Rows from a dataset
□ □ □ □

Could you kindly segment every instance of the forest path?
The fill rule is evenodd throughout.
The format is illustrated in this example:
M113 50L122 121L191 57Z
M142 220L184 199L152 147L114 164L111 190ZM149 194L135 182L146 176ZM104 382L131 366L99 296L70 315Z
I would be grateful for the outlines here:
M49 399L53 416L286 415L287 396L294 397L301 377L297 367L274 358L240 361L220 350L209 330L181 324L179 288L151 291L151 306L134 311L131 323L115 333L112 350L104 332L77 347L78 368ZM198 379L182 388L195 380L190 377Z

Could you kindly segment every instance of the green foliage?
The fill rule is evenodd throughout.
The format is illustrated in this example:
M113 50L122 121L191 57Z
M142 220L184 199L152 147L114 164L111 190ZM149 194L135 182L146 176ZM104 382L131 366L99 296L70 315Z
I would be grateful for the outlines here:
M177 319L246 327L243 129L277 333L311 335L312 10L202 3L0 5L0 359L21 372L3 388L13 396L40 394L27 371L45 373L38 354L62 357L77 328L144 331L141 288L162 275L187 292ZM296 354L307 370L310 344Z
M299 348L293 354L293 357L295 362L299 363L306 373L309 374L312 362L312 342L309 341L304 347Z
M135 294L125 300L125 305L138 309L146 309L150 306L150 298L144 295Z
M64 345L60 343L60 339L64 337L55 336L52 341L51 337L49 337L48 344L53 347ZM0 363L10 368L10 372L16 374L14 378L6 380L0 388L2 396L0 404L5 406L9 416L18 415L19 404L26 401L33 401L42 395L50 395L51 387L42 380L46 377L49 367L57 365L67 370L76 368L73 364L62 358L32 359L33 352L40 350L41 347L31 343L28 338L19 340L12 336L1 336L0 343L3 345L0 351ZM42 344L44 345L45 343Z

□ □ □ □

Task to carry out :: Swap "outlines" for "polygons" wherever it occurs in the records above, and reproduce the records with no other change.

Full output ::
Could you kindly segment every instance of the forest path?
The fill rule is evenodd throughout.
The format is illustrated in this example:
M113 50L122 121L191 57Z
M142 220L184 199L152 147L114 164L111 190ZM149 194L135 182L146 176ZM104 382L131 366L99 296L70 315Z
I would be grateful for the polygons here:
M49 399L53 416L286 415L287 396L294 397L301 377L297 367L274 358L240 361L220 350L209 330L181 324L179 288L151 291L151 306L134 311L131 323L115 333L112 350L104 332L77 347L78 368ZM198 379L182 388L195 380L190 377Z

Could you kindly segment every instance of the green foliage?
The fill rule is evenodd throughout.
The format is illustrated in this example:
M113 50L122 121L191 57Z
M142 220L184 199L152 147L114 164L111 190ZM149 194L135 182L146 176ZM104 382L131 366L99 296L70 315Z
I would be grateful for the polygons here:
M177 319L246 327L243 129L277 333L311 335L312 10L202 3L0 5L0 359L21 372L3 388L13 396L40 394L27 371L45 373L38 354L62 357L77 328L144 331L141 288L162 275L187 292ZM296 354L307 370L310 344Z
M299 348L293 354L293 357L295 362L299 363L306 373L309 374L312 362L312 342L309 341L304 347Z
M135 294L125 300L125 305L138 309L146 309L150 306L150 298L144 295Z
M64 345L60 343L60 339L64 337L55 336L52 341L51 337L49 337L48 344L53 347ZM0 363L10 368L10 372L16 374L14 378L6 380L0 388L2 396L0 404L5 406L9 416L18 415L19 404L26 401L33 401L42 395L50 395L51 387L42 380L46 377L49 367L57 365L67 370L76 368L73 364L62 358L32 359L33 352L40 350L41 347L31 343L28 338L19 340L12 336L1 336L0 343L3 345L0 351ZM42 344L44 345L45 343Z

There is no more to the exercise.